---- Document passage

JIS News

Newly appointed Minister of National Security, Senator the Hon. Dwight Nelson, has said that he will adopt a consultative approach with the public, in leading the fight against crime and violence.
“I will be speaking directly to my fellow Jamaicans,” Senator Nelson said in his first national broadcast since assuming the portfolio, aired Sunday night (May 10).
“I will embark on a series of public consultations islandwide, accompanied and supported on these visits by the Commissioner of Police, the Chief of Defence Staff and a technical team from my Ministry led by the Permanent Secretary,” he stated.
“I will be visiting all the communities where crime and violence has become a feature of their existence. These consultations will provide me with a unique opportunity for direct dialogue, during which I will be able to listen to the views of the people, evaluate their recommendations and take on board those elements which can be incorporated in our crime fighting strategies,” he added.
Senator Nelson said that the new Civic Centre in crime ridden Montego Bay St. James has been chosen as the venue for the first consultation, scheduled for Thursday, May 28.
Earlier in his broadcast, Senator Nelson also addressed a number of other issues related to national security, including: the strategic review of the Jamaica Constabulary Force (JCF); the role of the Jamaica Defence Force (JDF) in the fight against crime and violence; recruitment and training of additional police; community partnerships; and the introduction of a national identification system to support crime fighting.
Senator Nelson said that his mission would only succeed if law abiding citizens come on board and play a part in the search for solutions and, to this end, every effort will be made to educate and mobilise citizens.
“I truly believe that residents, in many of the critical communities across the island, will be more enthusiastic about a partnership with the police, when the state and civil society demonstrate a meaningful response to their material needs,” the Minister said.
He noted that an additional US$15 million is being sought from the Inter-American Development Bank (IDB) to assist in extending the social intervention project, Citizens Security and Justice Programme (CSJP), which along with the Peace Management Initiative (PMI) and the Community Security Initiative (CSI), help the police with efforts to improve social and economic conditions in deprived communities.
Under the CSJP, nearly $1 billion has been budgeted to help prevent and reduce violence in these communities, strengthen the crime management capabilities and improve the delivery of judicial services.

--------
---- Data extracts

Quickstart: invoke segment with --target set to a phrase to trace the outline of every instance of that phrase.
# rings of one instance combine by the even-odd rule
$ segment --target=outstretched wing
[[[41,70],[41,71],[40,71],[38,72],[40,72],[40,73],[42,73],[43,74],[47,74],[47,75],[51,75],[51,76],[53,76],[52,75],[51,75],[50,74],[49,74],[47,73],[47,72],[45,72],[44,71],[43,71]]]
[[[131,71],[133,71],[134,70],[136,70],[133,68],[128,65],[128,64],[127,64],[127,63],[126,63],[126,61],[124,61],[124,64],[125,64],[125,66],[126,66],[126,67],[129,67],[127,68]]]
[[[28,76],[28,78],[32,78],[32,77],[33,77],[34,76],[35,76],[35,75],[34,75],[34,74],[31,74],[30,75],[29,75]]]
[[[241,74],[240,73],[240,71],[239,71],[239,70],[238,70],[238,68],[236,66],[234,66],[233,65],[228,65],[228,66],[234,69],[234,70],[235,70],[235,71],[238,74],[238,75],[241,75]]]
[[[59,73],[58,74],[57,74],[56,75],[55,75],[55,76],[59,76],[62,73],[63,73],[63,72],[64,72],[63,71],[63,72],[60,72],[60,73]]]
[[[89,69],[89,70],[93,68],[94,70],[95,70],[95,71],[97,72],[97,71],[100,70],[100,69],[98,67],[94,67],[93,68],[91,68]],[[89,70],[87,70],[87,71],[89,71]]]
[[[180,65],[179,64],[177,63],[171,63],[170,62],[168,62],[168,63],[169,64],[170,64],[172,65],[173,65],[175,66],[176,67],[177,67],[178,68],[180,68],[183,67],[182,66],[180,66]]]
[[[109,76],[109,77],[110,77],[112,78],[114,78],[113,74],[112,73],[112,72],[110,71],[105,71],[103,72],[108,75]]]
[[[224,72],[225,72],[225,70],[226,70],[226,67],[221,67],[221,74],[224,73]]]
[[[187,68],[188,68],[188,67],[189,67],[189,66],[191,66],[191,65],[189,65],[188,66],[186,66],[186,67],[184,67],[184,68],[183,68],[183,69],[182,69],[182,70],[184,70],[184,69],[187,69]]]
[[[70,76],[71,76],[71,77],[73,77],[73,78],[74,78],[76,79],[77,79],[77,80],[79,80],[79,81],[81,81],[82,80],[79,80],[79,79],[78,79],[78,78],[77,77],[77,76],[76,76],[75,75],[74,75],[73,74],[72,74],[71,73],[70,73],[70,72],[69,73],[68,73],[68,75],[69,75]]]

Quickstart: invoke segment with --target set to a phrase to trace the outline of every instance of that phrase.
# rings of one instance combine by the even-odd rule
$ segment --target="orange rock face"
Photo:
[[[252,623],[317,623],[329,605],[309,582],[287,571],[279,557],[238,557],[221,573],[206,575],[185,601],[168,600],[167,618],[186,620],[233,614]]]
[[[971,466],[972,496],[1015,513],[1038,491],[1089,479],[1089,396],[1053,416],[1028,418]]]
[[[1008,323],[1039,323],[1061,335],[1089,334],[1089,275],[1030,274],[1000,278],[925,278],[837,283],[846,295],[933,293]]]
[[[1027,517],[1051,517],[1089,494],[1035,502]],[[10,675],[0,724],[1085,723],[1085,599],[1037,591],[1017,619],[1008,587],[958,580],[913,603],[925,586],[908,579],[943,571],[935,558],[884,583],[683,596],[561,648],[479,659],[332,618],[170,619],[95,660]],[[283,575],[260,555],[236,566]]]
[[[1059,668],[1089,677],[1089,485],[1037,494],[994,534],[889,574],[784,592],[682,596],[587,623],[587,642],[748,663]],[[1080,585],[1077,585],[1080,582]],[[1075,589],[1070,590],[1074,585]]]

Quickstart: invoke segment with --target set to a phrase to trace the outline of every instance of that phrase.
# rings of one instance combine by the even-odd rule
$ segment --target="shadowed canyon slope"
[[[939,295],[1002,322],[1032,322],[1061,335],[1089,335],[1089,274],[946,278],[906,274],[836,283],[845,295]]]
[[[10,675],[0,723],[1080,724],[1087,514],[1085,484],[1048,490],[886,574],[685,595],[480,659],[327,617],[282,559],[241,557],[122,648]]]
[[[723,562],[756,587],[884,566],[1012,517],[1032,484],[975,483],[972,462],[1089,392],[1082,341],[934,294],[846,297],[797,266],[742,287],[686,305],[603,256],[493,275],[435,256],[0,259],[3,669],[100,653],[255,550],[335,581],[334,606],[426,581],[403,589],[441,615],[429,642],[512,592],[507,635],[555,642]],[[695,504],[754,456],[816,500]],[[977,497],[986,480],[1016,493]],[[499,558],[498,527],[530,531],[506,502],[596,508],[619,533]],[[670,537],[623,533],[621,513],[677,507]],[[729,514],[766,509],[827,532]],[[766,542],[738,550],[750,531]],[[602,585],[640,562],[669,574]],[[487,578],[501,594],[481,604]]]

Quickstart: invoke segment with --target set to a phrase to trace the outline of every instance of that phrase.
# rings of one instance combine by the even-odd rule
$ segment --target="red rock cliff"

--------

Rewrite the paragraph of the news article that begins "Earlier in his broadcast" as a short list, keeping its main facts. The records are material of their own, separate from the news article.

Other national security issues Senator Nelson addressed in his broadcast:
- the strategic review of the Jamaica Constabulary Force (JCF)
- the role of the Jamaica Defence Force (JDF) in fighting crime and violence
- recruiting and training more police
- community partnerships
- introducing a national identification system to support crime fighting